Work to complete:
**a)** From the financial statement notes, quote the passage that begins at the words "Level 3: Techniques" and stops after "Corporation of India.".
**b)** In the financial statement notes, which organization administers the group gratuity scheme that the Company contributes to each year?
**c)** Carry on the financial statement notes on liquidity, fair value, and the gratuity plan from the point where they stop.

*** Text to read ***

Liquidity risk and liquidity requirements. The Company closely monitors its liquidity position and deploys a robust cash management system. It maintains adequate source of financing throughthe use of short term investments and a cash credit facility. Processes and policies related to such risks are overseen by senior management. Management monitors the Company's liquidity position through rolling forecasts on the basis of expected cash flows. The Company assessed the concentration of risk with respect to its debt and concluded it to be very low.

D) Fair value hierarchy

The Company uses the following hierarchy for determining and disclosing the fair value of financial instruments by valuation technique:

Level 1: Quoted (unadjusted) prices in active markets for identical assets or liabilities

Level 2: Other techniques for which all inputs that have a significant effect on the recorded fair value are observable, either directly or indirectly

Level 3: Techniques that use inputs that have a significant effect on the recorded fair value that are not based on observable market data.

(b) Defined Benefit plans:

The Company operates a gratuity plan covering qualifying employees. The benefit payable is calculated as per the Payment of Gratuity Act, 1972 and the benefit vests upon completion of five years of continuous service and once vested it is payable to employees on retirement or on termination of employment. In case of death while in service, the gratuity is payable irrespective of vesting. The Company makes annual contribution to the group gratuity scheme administered by the Life Insurance Corporation of India.

In respect of the plan, the most recent actuarial valuation of the plan assets and the present value of the defined benefit obligation were carried out as at 31 March 2023. The present value of the defined benefit obligation, and the related current service cost and paid service cost, were measured using the projected unit cost credit method.

These plans typically expose the Company to actuarial risks such as: investment risk, interest risk, longevity risk and salary risk.

Investment risk : The present value of the defined benefit plan liability is calculated using a discount rate which is determined by reference to market yields at the end of the reporting period on government bonds. When there is a deep market for such bonds; if the return on plan asset is below this rate, it will create a plan deficit.

*** Collected data ***

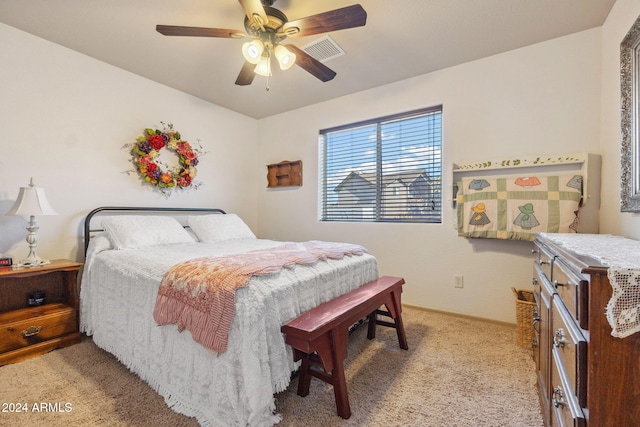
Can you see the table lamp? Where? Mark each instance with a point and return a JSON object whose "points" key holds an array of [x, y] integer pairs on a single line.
{"points": [[32, 202]]}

***

Outputs for the tasks:
**a)**
Level 3: Techniques that use inputs that have a significant effect on the recorded fair value that are not based on observable market data.

(b) Defined Benefit plans:

The Company operates a gratuity plan covering qualifying employees. The benefit payable is calculated as per the Payment of Gratuity Act, 1972 and the benefit vests upon completion of five years of continuous service and once vested it is payable to employees on retirement or on termination of employment. In case of death while in service, the gratuity is payable irrespective of vesting. The Company makes annual contribution to the group gratuity scheme administered by the Life Insurance Corporation of India.

**b)** The Life Insurance Corporation of India.

**c)**
Interest risk: A decrease in the bond interest rate will increase the plan liability.

Longevity risk: The present value of the defined benefit plan liability is calculated by reference to the best estimate of the mortality of plan participants both during and after their employment. An increase in the life expectancy of the plan participants will increase the plan's liability.

Salary risk: The present value of the defined benefit plan liability is calculated by reference to the future salaries of plan participants. As such, an increase in the salary of the plan participants will increase the plan's liability.

33. Segment Reporting

The Company is primarily engaged in the business of retail trade through retail and departmental stores facilities, which in the terms of Ind AS 108 on 'Operating Segments', constitutes a single reporting business segment.

There are no material individual markets outside India and hence the same is not disclosed for geographical segments for the segment revenues or results or assets. During the year ended March 31, 2023, Revenue from transactions with a single external customer amounts to 19.37 percent of the Company's revenues from the external customers.

34 The Company's equity shares were listed on the National Stock Exchange (""NSE"") and on the BSE Limited (""BSE"") on November 30, 2021, by completing the Initial Public Offering (IPO) of 1,46,89,983 equity Shares of face value of H10 each at an issue price of H690 per equity share, consisting of an offer for sale of 1,28,78,389 equity shares by the selling shareholders and fresh issue of shares of 18,11,594 equity shares.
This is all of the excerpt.